__Page__.
Creating content can be daunting, but it doesn’t have to be!
Originally posted to: https://elearningindustry.com/simple-steps-create-online-content
Everyone knows that creating any type of content can be daunting.
And of course, even more so for those dipping their toes in for the first time.
But have no fear, because it doesn’t need to be this way.
We’ve put together a simple, 5 step guide to take you from idea in your head through to rolling out the best, most amazing courses you can imagine.
We recommend that if you are in the stage of creating you, or will be in the near future, you have a pen and paper ready (or a simple LMS platform).
This way you can follow along with this guide and use it as a step by step tutorial to help get you started.
That way, at the end, you’ll have a complete plan on how to create your best, or first, course yet!
With that being said, let’s jump right into it!
Step 1 – Define your learning outcomes
Often when it comes to creating courses, people just jump right into glueing the content together.
But no matter how much you think you need the course or have built content before, Step 1 deserves the same time and attention for every single course you will ever build.
Because, if you set off in the wrong direction, it can turn in 10x more work for you down the line, or even mean you have to start over and lose all your work.
is all about defining your objectives.
Now, this might be obvious and you might be thinking, “Dustin, I need them complete this software training course.” Or “I need them to learn my policies and procedures in our business.”
Or maybe even “ I need them to complete this course on developing a profitable small business.” etc etc etc.
But before you skip past this section, or maybe jump over to your preferred social media of choice, hear me out for a second.
How to define your learning objectives
Defining our learning objectives is as simple as asking the following two questions:
- Why do your learners need this course? (Look past the what they need to learn and think deeply about why they need to learn it).
- Why is this information important/of interest to your learners?
In other words, we need to know what specific tasks or activities they’ll be able to complete after finishing the course or courses.
So for example, why do they need to learn those particular policies and procedures and why is that outcome important?

__Records__.

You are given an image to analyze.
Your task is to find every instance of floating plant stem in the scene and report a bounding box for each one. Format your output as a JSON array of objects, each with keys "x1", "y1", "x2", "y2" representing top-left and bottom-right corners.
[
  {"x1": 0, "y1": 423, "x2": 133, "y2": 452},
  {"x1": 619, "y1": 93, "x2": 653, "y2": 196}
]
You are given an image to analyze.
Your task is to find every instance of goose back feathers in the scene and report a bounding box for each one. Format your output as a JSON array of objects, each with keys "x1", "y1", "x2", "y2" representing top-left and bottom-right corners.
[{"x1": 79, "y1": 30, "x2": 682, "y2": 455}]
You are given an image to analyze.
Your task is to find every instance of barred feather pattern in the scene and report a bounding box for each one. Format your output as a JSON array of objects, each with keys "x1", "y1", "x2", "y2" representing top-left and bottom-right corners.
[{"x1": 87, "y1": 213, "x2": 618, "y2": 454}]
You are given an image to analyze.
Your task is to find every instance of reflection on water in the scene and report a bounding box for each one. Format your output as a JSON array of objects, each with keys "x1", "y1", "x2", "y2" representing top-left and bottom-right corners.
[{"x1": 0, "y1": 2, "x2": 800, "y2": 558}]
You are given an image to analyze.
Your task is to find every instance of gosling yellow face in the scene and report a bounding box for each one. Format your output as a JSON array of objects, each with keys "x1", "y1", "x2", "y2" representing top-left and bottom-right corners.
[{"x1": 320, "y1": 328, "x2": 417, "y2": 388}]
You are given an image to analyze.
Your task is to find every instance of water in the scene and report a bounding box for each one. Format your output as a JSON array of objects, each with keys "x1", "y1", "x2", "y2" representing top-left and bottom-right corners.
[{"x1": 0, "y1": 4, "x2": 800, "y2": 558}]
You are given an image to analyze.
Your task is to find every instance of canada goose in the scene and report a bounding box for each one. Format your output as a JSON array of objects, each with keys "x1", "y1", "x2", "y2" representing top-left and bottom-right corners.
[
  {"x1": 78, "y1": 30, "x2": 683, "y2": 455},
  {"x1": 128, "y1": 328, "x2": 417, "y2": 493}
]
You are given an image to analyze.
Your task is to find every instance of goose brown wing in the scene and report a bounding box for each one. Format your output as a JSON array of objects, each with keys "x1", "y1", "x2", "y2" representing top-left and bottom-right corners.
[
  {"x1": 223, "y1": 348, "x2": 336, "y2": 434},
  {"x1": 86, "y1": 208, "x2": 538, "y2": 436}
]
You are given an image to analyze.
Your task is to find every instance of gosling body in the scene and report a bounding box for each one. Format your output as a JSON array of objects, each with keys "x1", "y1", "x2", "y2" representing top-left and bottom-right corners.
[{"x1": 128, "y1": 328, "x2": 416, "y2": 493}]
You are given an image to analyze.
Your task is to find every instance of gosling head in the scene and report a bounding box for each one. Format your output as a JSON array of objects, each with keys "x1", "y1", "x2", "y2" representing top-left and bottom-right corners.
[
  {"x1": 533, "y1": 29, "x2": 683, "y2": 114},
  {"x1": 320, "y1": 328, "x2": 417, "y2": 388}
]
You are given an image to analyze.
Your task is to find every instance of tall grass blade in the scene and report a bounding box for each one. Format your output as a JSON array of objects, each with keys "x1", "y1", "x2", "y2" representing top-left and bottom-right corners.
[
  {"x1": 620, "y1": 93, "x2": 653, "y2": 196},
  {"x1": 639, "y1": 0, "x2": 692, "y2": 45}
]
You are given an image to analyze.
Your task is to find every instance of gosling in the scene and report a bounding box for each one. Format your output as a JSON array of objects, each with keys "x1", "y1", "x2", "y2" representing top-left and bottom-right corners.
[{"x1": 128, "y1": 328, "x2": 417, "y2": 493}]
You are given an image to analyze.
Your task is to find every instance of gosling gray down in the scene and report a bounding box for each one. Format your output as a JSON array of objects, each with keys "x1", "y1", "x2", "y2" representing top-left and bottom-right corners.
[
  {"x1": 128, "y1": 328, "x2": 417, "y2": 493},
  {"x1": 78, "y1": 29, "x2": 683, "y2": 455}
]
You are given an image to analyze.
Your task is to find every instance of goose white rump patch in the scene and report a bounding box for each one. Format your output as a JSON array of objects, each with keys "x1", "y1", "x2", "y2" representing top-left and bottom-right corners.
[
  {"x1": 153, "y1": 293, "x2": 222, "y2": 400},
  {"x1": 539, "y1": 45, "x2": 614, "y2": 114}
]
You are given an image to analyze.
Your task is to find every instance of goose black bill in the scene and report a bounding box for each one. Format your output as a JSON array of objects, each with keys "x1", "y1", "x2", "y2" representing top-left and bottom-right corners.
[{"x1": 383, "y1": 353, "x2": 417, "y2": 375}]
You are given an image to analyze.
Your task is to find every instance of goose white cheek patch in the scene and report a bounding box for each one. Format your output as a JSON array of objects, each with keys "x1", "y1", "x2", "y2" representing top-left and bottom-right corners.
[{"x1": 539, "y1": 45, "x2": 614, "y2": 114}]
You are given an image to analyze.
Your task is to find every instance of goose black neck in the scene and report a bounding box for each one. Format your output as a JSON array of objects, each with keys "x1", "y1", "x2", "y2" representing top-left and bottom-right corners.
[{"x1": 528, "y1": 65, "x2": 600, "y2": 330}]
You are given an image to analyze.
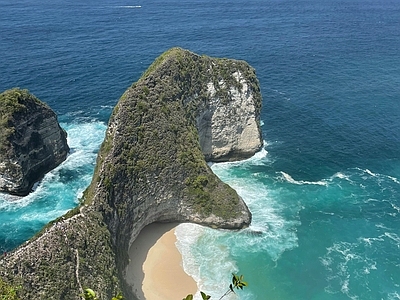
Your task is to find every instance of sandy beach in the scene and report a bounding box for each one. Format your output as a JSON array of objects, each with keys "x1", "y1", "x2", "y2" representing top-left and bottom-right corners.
[{"x1": 126, "y1": 223, "x2": 197, "y2": 300}]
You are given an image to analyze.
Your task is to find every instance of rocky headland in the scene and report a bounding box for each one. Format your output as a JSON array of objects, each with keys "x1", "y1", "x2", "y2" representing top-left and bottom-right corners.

__Problem set__.
a. According to the course-creation guide, what should readers have ready while they follow along?
b. Reproduce the passage of the course-creation guide starting with "With that being" and going on through "the content together.".
The records are not needed for any of this.

__Expected responses__.
a. A pen and paper, or a simple LMS platform.

b.
With that being said, let’s jump right into it!
Step 1 – Define your learning outcomes
Often when it comes to creating courses, people just jump right into glueing the content together.